--- Source text ---

However, “Scheherazade” remained a unified choreographic statement despite such distractions--despite even its problematic finale (an elaborate buildup leading nowhere), plus the same reliance on lurid gymnastic lifts shared by Gray and Collins. And it made nearly all the Queensland dancers look like champions.

In the ever-whirling Shane Weatherby, the company boasted a demi-caractere virtuoso ideal for the role of Puck in “Dream,” while the majestic Michelle Giammichele (Titania in the same ballet) and the versatile Dione Ware (Mabel in “Pirates,” multiple incarnations in “Scheherazade”) proved themselves ballerinas of distinction.

Essentially a character dancer with enough technique to perform classical leads, Paul Boyd brought conviction to the eternal seeker in “Scheherazade,” while Anthony Lewis generated enough charisma to compensate for inconsistent technical powers as Collins’ Oberon and Carroll’s lead warrior.

Extravagantly swaggering and bumbling as, respectively, the Pirate King and Major General in “Pirates,” Julian Lankshear and Anthony Shearsmith put over even the hoariest sight gags with endearing earnestness and vigor.

However, the major discovery of the Queensland visit was Josef Vesely, (Frederic in “Pirates,” Bottom in “Dream”), a highly personable young artist with ideal proportions for classical dancing plus the unerring technical flair, partnering prowess and acting potential to take him virtually anywhere in ballet he might care to go.

--- Data excerpts ---

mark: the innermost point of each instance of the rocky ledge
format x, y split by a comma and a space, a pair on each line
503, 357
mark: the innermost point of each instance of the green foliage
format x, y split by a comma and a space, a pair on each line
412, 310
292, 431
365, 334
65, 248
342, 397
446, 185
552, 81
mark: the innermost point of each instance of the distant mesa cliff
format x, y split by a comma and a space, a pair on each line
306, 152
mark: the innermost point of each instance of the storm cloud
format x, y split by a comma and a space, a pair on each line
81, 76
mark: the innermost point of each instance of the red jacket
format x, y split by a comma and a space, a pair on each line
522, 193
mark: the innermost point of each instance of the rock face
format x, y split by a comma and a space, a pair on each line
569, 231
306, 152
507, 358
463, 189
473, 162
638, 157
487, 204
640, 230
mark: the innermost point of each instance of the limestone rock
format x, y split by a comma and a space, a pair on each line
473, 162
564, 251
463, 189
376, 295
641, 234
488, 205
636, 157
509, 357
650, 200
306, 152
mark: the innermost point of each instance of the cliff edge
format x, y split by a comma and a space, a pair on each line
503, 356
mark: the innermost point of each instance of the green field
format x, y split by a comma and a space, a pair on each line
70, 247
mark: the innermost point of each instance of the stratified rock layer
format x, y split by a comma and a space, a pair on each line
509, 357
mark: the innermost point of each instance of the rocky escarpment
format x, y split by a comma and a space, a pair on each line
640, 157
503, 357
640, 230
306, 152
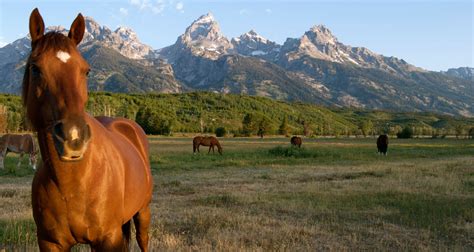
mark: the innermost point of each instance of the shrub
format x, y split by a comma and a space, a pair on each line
407, 132
290, 152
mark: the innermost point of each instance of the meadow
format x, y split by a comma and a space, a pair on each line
262, 194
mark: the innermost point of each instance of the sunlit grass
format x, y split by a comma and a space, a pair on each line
332, 194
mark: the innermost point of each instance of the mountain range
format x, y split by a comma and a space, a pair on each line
314, 68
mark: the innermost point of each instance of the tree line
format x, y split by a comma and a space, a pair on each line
242, 115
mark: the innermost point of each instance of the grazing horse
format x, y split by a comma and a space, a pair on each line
95, 176
382, 144
296, 141
206, 141
22, 144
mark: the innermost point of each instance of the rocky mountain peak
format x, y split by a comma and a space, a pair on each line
202, 38
253, 35
321, 35
205, 19
252, 44
126, 33
203, 28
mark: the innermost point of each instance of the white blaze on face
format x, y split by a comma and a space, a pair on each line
63, 56
74, 134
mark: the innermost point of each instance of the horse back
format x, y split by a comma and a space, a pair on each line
130, 130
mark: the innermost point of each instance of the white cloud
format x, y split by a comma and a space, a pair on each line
123, 11
180, 6
244, 12
156, 6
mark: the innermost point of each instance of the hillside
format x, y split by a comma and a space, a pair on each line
202, 111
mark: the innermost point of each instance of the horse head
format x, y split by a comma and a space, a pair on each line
55, 87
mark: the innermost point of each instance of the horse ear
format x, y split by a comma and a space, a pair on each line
77, 30
36, 26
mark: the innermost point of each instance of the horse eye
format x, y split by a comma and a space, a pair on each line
35, 70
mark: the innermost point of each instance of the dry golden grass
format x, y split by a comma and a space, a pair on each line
334, 194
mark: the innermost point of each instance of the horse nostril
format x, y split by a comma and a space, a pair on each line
59, 131
87, 133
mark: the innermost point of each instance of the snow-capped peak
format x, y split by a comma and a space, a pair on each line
126, 33
320, 34
253, 35
205, 19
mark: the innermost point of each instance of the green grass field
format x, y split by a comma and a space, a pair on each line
332, 194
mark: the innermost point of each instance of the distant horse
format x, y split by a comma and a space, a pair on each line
206, 141
21, 144
382, 144
296, 141
95, 175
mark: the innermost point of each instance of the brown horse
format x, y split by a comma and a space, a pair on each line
95, 175
296, 141
22, 144
206, 141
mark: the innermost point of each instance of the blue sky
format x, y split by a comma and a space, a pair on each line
435, 35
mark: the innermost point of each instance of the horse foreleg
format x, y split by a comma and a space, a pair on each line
142, 224
19, 161
114, 241
45, 245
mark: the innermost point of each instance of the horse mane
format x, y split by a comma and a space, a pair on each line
50, 41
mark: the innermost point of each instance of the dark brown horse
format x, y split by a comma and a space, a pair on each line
296, 141
206, 141
382, 144
95, 175
22, 144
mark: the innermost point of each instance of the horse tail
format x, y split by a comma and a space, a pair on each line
219, 148
127, 231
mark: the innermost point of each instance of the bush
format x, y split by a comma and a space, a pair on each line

---

* **Requirements**
From the review above, list every role in "Pirates" that it names.

* **Correct response**
Mabel, the Pirate King, the Major General, Frederic